ARTICLE

Wednesday, December 14, 2016

Charm Quark and Bottom (a.k.a. Beauty) Quark Mass Definitions

Executive Summary

It is possible in principle to convert the MS bar mass of a top quark, bottom quark (a.k.a. beauty quark) or charm quark to the pole mass of that quark, in practice, the current state of the art formula for making that conversion introduces a theoretical uncertainty into the pole mass value of several hundred MeV. This is only about 0.1% of the mass of the top quark, but is about 3% for the bottom quark and about 9% or more for the charm quark. The MS bar mass determinations for the bottom and charm quarks are currently ten times as precise.

But, while the pole mass of a top quark can be determined directly, since it does not hadronize, the pole masses for all other quarks cannot be determined directly because they are always confined in hadrons.

The theoretical error introduced by the conversion factor undermines the immense progress that has been made in recent years in precisely determining the MS bar masses of the heavy quarks by perturbative QCD methods in recent years.

This is a problem because some important particle physics calculations that involve perturbative renormalization physics that involve high energies work best if you use the pole mass rather than the MS bar mass. So, if we are going to calculate the pole masses of bottom quarks and charm quarks, we still need to use the non-perturbative QCD methods of lattice QCD to determine them instead.


There are multiple different definitions of the mass of a quark which are particular relevant in perturbative QCD calculations (i.e. calculations involving the Standard Model equations for interactions involving quarks and gluons at high energy scales).

STORED ROWS

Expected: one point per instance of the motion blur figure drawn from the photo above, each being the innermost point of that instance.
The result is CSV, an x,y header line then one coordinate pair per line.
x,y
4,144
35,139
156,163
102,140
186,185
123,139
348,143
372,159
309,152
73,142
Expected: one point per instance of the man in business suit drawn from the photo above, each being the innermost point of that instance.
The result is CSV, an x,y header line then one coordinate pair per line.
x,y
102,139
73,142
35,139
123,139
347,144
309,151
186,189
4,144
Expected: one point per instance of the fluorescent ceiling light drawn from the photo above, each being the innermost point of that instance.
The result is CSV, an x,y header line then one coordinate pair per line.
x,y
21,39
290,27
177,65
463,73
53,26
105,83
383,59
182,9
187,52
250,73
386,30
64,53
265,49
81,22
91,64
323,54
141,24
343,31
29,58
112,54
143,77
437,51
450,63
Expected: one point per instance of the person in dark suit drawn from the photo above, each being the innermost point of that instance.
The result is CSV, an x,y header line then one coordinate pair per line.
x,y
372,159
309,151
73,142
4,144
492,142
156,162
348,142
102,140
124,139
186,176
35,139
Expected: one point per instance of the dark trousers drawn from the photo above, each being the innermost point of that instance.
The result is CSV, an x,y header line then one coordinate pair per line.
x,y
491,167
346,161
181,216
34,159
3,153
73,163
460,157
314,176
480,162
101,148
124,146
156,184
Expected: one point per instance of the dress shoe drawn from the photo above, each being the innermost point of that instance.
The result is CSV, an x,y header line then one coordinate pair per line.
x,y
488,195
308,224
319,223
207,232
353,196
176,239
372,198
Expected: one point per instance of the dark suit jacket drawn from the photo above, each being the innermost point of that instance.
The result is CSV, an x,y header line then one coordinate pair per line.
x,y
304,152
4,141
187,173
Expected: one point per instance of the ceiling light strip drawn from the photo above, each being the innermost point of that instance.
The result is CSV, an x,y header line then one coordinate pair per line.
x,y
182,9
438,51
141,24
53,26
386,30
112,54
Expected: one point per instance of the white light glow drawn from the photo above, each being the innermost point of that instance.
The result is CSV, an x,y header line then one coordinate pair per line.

PROBLEM SET
**a)** Do the following statements agree with the post on quark mass definitions? Answer yes or no for each, and quote the words of the post that decide it. (i) The uncertainty from converting to the pole mass amounts to about 3% for the bottom quark. (ii) The pole mass of a charm quark can be determined directly. (iii) The top quark hadronizes.
**b)** Write the next part of the post on quark mass definitions, continuing after its final sentence.

PER-TASK ANSWERS
**a)**
(i) Yes: "but is about 3% for the bottom quark"
(ii) No: "the pole masses for all other quarks cannot be determined directly because they are always confined in hadrons"
(iii) No: "since it does not hadronize"

**b)**
Perturbative QCD is less accurate to the point of becoming invalid at low energies, because the more precisely non-perturbative QCD effects that it ignores for mathematical expediency become significant at low energies and in circumstances like conversions from MS bar mass to pole mass. The math is too hard to calculate the full non-perturbative QCD equations analytically (i.e. exactly using algebra and calculus), however, so to make non-perturbative QCD calculations we have to make a discrete approximation to these continuous equations and work out a numerical approximation of the results using methods known as "lattice QCD."

Theoretically, the "pole mass" which is the rest mass of a free quark of a particular type at an energy scale equal to its mass, is the most "natural" definition of the quark mass and is important in some kinds of calculations. The normal definition of the masses of the leptons (electrons, muons, taus, and corresponding neutrinos) is equivalent to the pole mass.

But, pole mass can't be measured directly for any kind of quark other than a top quark, as all other kinds of quarks are found only found in hadrons (e.g. protons, neutrons, pions and kaons), rather than in a free state.

For these quarks, it is easier to use another mass definition, the most popular of which is the MS bar definition.

MS bar masses at an energy scale equal to MS bar mass are of the same order of magnitude as pole masses, and in principle can be converted according to an exact formula (which involves the sum of terms in an infinite series). MS bar masses are defined in a way that is always less than the pole mass for heavy quarks.

Pole Masses v. MS bar Masses for Heavy Quarks

In the case of the top quark, the conversion formula is very precise, converges rapidly, and has an uncertainty of only about one part per thousand.

The conversion formula works less well for the bottom quark (a.k.a. beauty quark), converging slowly and providing less precision, and works even less well for the charm quark where the formula diverges almost immediately. 

The first few terms of the formula are as follows, assuming a strong force coupling constant at the Z boson mass energy scale of the global average value of 0.118:

mt pole = (mt MS bar)(1 + 0.046 + 0.010 + 0.003 + 0.001 + · · ·)
mb pole= (mb MS bar)(1 + 0.096 + 0.048 + 0.035 + 0.033 + · · ·)
mc pole= (mc MS bar)(1 + 0.16 + 0.16 + 0.22 + 0.39 + · · ·)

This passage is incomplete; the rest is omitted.